> _WHAT NEEDS TO BE DONE_
Without including any images, reproduce each entry exactly.
==== PROVIDED ENTRIES ====
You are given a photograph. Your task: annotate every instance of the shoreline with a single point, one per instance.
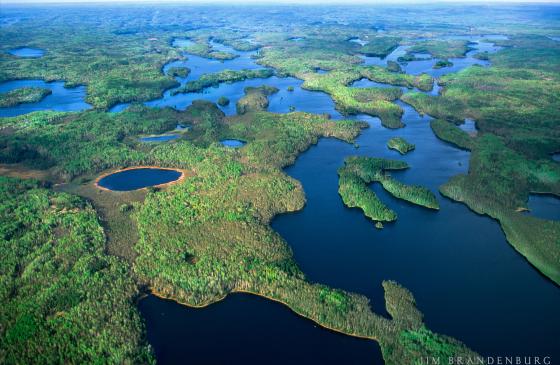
(201, 306)
(184, 174)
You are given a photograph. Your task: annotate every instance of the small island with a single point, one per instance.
(401, 145)
(223, 101)
(179, 71)
(442, 64)
(359, 172)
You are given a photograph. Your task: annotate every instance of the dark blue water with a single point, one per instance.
(27, 52)
(426, 64)
(468, 281)
(358, 41)
(544, 206)
(246, 329)
(233, 143)
(134, 179)
(199, 66)
(61, 99)
(162, 138)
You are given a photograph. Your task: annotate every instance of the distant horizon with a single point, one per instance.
(281, 2)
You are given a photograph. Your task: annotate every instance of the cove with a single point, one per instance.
(212, 335)
(138, 178)
(232, 143)
(162, 138)
(469, 282)
(62, 99)
(26, 52)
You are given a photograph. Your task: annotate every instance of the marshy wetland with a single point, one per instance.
(376, 212)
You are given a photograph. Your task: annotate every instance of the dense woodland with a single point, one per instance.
(76, 259)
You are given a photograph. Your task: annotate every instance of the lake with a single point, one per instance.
(467, 280)
(27, 52)
(62, 99)
(138, 178)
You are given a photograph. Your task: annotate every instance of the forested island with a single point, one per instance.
(226, 103)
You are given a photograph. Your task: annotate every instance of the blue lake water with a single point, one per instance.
(425, 65)
(134, 179)
(161, 138)
(358, 41)
(213, 335)
(27, 52)
(61, 99)
(233, 143)
(468, 281)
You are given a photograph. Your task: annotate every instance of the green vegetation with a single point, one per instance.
(205, 50)
(115, 67)
(373, 101)
(423, 82)
(515, 106)
(442, 64)
(449, 132)
(76, 144)
(255, 99)
(213, 80)
(222, 101)
(393, 66)
(441, 48)
(63, 299)
(66, 298)
(23, 95)
(227, 206)
(359, 172)
(178, 71)
(400, 144)
(380, 46)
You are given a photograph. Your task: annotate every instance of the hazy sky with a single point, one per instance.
(280, 1)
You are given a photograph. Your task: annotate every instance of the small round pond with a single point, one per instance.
(138, 178)
(160, 138)
(233, 143)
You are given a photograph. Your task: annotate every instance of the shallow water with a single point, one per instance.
(246, 329)
(425, 65)
(61, 99)
(134, 179)
(27, 52)
(469, 283)
(233, 143)
(358, 41)
(161, 138)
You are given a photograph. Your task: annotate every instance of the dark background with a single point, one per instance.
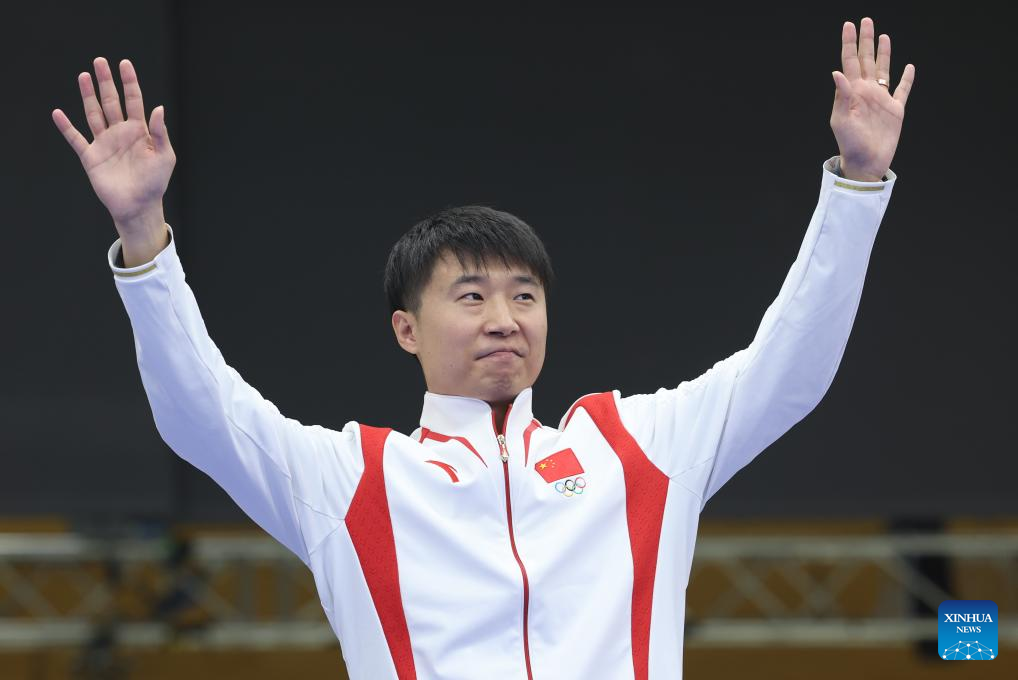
(670, 160)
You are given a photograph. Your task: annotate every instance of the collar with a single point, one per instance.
(472, 418)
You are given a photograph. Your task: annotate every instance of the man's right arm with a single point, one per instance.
(294, 480)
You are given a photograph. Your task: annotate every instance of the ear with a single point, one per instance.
(404, 325)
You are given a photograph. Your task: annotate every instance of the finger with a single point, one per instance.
(884, 57)
(73, 137)
(132, 92)
(93, 112)
(866, 61)
(905, 85)
(108, 95)
(849, 58)
(157, 128)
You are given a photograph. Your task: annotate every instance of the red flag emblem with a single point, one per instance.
(560, 464)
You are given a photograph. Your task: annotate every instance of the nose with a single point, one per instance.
(500, 318)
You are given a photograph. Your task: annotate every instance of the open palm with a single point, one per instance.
(866, 119)
(128, 162)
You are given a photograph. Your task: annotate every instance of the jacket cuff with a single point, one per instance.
(115, 259)
(833, 167)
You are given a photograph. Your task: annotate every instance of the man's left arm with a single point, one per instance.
(704, 431)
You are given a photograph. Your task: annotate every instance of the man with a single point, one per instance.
(486, 544)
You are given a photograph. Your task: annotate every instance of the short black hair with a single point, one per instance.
(472, 233)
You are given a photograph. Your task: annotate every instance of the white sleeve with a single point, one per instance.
(294, 480)
(704, 431)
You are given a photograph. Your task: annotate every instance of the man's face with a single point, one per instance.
(478, 333)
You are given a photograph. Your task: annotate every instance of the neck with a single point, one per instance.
(499, 409)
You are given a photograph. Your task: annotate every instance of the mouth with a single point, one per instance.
(500, 354)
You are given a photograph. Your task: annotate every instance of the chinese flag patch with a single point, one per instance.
(558, 465)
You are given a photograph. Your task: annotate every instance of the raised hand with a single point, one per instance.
(866, 118)
(128, 162)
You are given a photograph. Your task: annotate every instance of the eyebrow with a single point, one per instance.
(478, 278)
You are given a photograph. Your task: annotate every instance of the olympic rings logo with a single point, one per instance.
(571, 487)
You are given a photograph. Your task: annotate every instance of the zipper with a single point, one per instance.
(504, 454)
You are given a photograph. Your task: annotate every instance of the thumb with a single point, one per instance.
(843, 90)
(157, 128)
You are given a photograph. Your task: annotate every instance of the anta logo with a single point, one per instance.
(563, 469)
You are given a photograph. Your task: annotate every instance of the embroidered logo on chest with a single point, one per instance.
(563, 469)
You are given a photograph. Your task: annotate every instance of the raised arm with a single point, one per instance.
(294, 480)
(705, 430)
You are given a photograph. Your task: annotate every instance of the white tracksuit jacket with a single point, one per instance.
(455, 553)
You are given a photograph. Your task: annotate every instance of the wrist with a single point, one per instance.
(859, 174)
(144, 241)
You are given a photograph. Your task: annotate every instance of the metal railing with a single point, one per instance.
(229, 591)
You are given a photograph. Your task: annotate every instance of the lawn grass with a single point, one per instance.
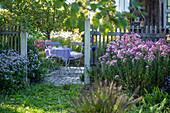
(38, 99)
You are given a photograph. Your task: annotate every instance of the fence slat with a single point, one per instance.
(92, 43)
(99, 45)
(147, 33)
(103, 45)
(96, 49)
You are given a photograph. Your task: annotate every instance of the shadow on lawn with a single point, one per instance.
(38, 99)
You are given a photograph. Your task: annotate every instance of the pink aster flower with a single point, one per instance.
(117, 76)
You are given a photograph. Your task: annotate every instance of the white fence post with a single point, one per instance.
(87, 51)
(23, 37)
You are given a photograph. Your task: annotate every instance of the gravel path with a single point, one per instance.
(64, 76)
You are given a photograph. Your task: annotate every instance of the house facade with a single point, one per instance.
(158, 12)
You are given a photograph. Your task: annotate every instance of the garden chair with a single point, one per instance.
(52, 57)
(76, 56)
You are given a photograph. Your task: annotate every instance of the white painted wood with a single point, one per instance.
(23, 37)
(87, 51)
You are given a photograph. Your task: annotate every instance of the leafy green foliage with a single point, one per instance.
(157, 96)
(102, 98)
(149, 108)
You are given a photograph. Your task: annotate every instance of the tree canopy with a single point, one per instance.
(48, 15)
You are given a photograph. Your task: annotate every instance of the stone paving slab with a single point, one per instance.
(64, 76)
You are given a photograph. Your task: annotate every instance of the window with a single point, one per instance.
(122, 5)
(166, 13)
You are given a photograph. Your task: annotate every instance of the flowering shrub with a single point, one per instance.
(12, 71)
(41, 43)
(137, 62)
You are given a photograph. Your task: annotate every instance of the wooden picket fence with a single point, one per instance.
(14, 37)
(10, 37)
(100, 42)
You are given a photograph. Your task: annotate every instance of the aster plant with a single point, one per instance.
(137, 62)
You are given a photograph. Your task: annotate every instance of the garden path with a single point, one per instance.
(64, 76)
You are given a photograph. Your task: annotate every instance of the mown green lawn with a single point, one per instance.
(38, 99)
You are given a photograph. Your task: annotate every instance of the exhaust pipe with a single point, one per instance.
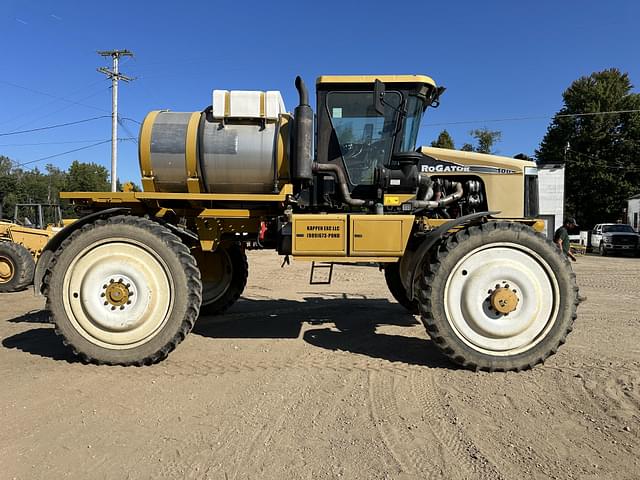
(303, 135)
====
> _COMPLETE ANSWER_
You are given a photograph. Your task: annotate every instance of the shoreline with a single point, one per instance.
(201, 306)
(184, 174)
You are given a photograph. Your task: annotate every instance of the small island with a single point, one per instance.
(401, 145)
(223, 101)
(179, 71)
(442, 64)
(359, 172)
You are given a photograph. Your task: annotate every instance of the dark blue water with a single point, one per instance.
(27, 52)
(426, 64)
(468, 281)
(358, 41)
(544, 206)
(246, 329)
(233, 143)
(134, 179)
(199, 66)
(61, 99)
(162, 138)
You are given a photograph. Your task: annotate every instance of the distant horizon with a single point, one per instance.
(281, 2)
You are given a photograph. Your task: annotate every instance of the cove with a single point, one per instance.
(212, 335)
(138, 178)
(232, 143)
(162, 138)
(469, 282)
(62, 99)
(26, 52)
You are given a photograph. Your task: annotate every instance of the marshy wetland with a single point, one per instance.
(376, 212)
You are given a photograph. Your task: annotate every instance of the dense woodland with a single point, one per instance.
(76, 259)
You are given a photograph. Your task: annotate every instance of the lake with a single point, one per instance.
(467, 280)
(27, 52)
(62, 99)
(138, 178)
You are given a photograph. Your task: annotate every instance of the forested island with a single point, one per instance.
(226, 103)
You are given a photograph. Your task: annotate every instance of the blue lake water with a single point, one per instance.
(425, 65)
(134, 179)
(161, 138)
(358, 41)
(213, 335)
(27, 52)
(61, 99)
(233, 143)
(468, 281)
You are given a photograph. Your task: annotate every instance of the green vegetation with a single point, one per instance.
(205, 50)
(115, 67)
(373, 101)
(423, 82)
(515, 106)
(442, 64)
(449, 132)
(76, 144)
(255, 99)
(213, 80)
(222, 101)
(393, 66)
(441, 48)
(63, 299)
(66, 298)
(23, 95)
(227, 206)
(359, 172)
(178, 71)
(400, 144)
(380, 46)
You are given a photograph. Your task: annotate every instance of the hazy sky with a single point, one per instance.
(280, 1)
You are given a photograph. Your task: annotate every instance of the small round pond with a single point, one per instance.
(138, 178)
(160, 138)
(233, 143)
You are given a photograph. Your task: annotate every instance of the shallow water with a single point, one per instance.
(246, 329)
(425, 65)
(61, 99)
(134, 179)
(27, 52)
(469, 283)
(233, 143)
(358, 41)
(161, 138)
You are given a photograph. Your task: annotate every instance of the dark background with a single point, one per instance.
(670, 160)
You are given a photograph. Your task: annotate every instance of the collar with a single point, one per instance.
(472, 418)
You are given a photograph. Your task: annotate every instance of the man's right arm with a single point, one per instance.
(294, 480)
You are given a photograph. Your task: annotate every instance of the ear with a single point, one per instance.
(404, 325)
You are given a photograph. Your task: annotate every instance of the finger with a single point, one per instance.
(884, 57)
(73, 137)
(132, 92)
(93, 112)
(866, 61)
(905, 85)
(108, 95)
(849, 58)
(157, 128)
You are given a photograph. Your task: annotate every instance of the red flag emblem with a single point, one per instance.
(560, 464)
You are given a photograph. Your task: annotate every instance of the nose with a single point, one per instance.
(500, 318)
You are given a photograph. Your task: annotate every instance of the open palm with a single point, one per instance.
(866, 119)
(128, 162)
You are given a photograph. Your task: annotate every instance of the jacket cuff with a single point, one per instance.
(115, 259)
(833, 167)
You are given a photograph. Your task: annotate every instance of the man's left arm with a single point, one per instance.
(704, 431)
You are given a photograph. Your task: annotate every instance of the man with a single point, one per instance.
(486, 544)
You are given a photograph. Your task: annotate every instance of the short black hair with a single point, one per instance.
(472, 233)
You are given a photograph. Your task: annotate every instance of the white sleeve with a single point, one per instance.
(294, 480)
(704, 431)
You are given a photograph. Your task: annotate every instance of the man's face with a single point, one per instance.
(478, 333)
You are given a photograph. Your task: annotate every instance of the neck with a single point, one per instance.
(499, 409)
You are given a photograph. Your task: annotate every instance of the mouth with a single point, one per instance.
(500, 354)
You are given a photograph. Your task: annotate every instance of the chinese flag patch with a single point, one per instance.
(558, 465)
You are given a photograph. Your task: annotate every instance of the raised hand with a single point, one per instance.
(866, 118)
(128, 162)
You are given a photograph. Your task: annotate every instance of the eyebrow with a single point, one per instance.
(478, 278)
You are given a photograph. Your task: annotate every instance of the olympic rings logo with a single point, one per instance.
(571, 487)
You are given a photograph. Your task: annotate every instance of the zipper with a single point, one per instance.
(504, 454)
You are given a photograph. Your task: annotate every instance of the thumb with a single point, one per instance.
(843, 90)
(157, 128)
You are given a photograph. Your task: annotate every instance of the anta logo with a single point, one per instance.
(563, 469)
You are given a photograph. Your task: annotate every instance of the embroidered logo on chest with a single point, one per instance.
(563, 469)
You are given a photograph. Your task: annotate every instance of the raised arm with a single point, one per instance.
(294, 480)
(705, 430)
You are given a photograph. Your task: annotate every instance of the white tracksuit jacket with a single point, one per instance.
(455, 553)
You are given a photograph. Your task: annotate every instance of the wrist with a single point, one per instance.
(859, 174)
(144, 241)
You are given a photograph. Your task: annotate every instance of the metal railing with a single point, one per instance.
(229, 591)
You are given a photograph. Your task: annotate every instance of the lawn grass with a single point, one per instance.
(38, 99)
You are given a photograph. Your task: annotate every instance of the fence slat with a single point, one per instance.
(92, 43)
(99, 45)
(147, 33)
(103, 45)
(96, 49)
You are given a photograph. Your task: annotate every instance of the shadow on lawn with a single point, one per instance.
(38, 99)
You are given a photograph. Your task: annotate every instance of the pink aster flower with a single point, one per instance.
(117, 76)
You are given a photograph. Your task: annotate every instance of the white fence post with a single point, one per instance.
(87, 51)
(23, 37)
You are given a photograph. Your task: annotate every instance of the gravel path with a single point, one per instance.
(64, 76)
You are given a photograph. Your task: annotate every instance of the house facade with a single point, one per instance.
(158, 12)
You are given a photograph. Your task: annotate every instance of the garden chair with a single point, one per instance.
(52, 57)
(76, 56)
You are given a photograph. Your task: annotate every instance of the white painted wood with a single point, one per instance.
(23, 37)
(87, 51)
You are given a photograph. Your task: annotate every instance of the leafy green foliage with a single point, one per instance.
(157, 96)
(102, 98)
(149, 108)
You are given a photograph. Your task: annotate every instance of the tree canopy with a single point, one per instance.
(48, 15)
You are given a photograph. Your task: annotate every instance of the stone paving slab with a single point, one per instance.
(64, 76)
You are given a photograph. Your task: annotate every instance of the window with a single point, one per instance.
(122, 5)
(166, 13)
You are given a photograph. Your task: annotate every instance of the flowering shrub with a single point, one per instance.
(12, 71)
(41, 43)
(137, 62)
You are given a photograph. Your task: annotate every instance of the wooden picket fence with a single point, one per instance.
(14, 37)
(10, 37)
(100, 42)
You are given a photograph. Your task: annotate every instance of the aster plant with a single point, one per instance.
(137, 62)
You are given a photograph. Your task: annotate every instance of the garden path with a single point, one per instance.
(64, 76)
You are given a photograph. Your task: annotate every instance of the mown green lawn with a single point, one per instance.
(38, 99)
You are given a photograph. Your task: annotate every instance of the exhaust pipe with a single point, one per instance.
(303, 135)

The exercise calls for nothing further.